# What this task involves
Reproduce the data from its start through the line containing "point(147, 205)", shifting every coordinate in the answer points by -24. Keep all other lines and numbers unchanged.

Pointing and labeling data
···
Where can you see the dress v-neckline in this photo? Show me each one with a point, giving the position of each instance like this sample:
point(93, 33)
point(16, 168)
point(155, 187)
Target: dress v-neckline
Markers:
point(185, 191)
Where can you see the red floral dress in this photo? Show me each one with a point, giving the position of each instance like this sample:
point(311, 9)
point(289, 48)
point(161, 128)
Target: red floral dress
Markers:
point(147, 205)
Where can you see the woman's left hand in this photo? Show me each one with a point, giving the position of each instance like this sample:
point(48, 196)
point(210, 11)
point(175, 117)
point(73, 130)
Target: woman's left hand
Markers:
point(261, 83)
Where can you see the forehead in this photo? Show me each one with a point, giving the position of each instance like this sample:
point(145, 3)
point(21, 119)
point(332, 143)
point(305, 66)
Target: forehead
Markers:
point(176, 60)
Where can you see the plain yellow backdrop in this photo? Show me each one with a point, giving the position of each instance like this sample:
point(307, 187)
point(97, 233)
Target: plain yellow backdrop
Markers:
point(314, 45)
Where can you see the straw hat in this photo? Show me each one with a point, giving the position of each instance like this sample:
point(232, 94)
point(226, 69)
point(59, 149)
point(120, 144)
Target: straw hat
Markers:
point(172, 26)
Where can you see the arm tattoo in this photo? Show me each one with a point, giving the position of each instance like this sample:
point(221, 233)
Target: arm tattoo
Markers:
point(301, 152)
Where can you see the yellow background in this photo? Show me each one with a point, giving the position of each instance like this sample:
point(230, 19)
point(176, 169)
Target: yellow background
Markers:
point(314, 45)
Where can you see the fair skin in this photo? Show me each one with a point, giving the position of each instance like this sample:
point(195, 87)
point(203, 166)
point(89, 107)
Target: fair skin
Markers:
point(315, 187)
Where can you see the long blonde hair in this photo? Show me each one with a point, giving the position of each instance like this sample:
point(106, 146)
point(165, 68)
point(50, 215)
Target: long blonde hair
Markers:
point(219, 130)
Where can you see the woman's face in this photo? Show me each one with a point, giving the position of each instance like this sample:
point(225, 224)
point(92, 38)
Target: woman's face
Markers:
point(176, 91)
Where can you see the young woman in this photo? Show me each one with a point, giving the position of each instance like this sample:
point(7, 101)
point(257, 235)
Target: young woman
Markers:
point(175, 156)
···
# Response to the exercise
Where can you see the dress v-neckline in this photo? Show me each one with a point, giving the position of each instance like this sample:
point(93, 33)
point(16, 168)
point(155, 187)
Target: dress v-neckline
Markers:
point(161, 167)
Where can you see the red floral dress in this photo? Show me each one with a point, giving the position of each instance like this sample:
point(311, 9)
point(289, 48)
point(161, 128)
Target: red floral dress
Markers:
point(123, 181)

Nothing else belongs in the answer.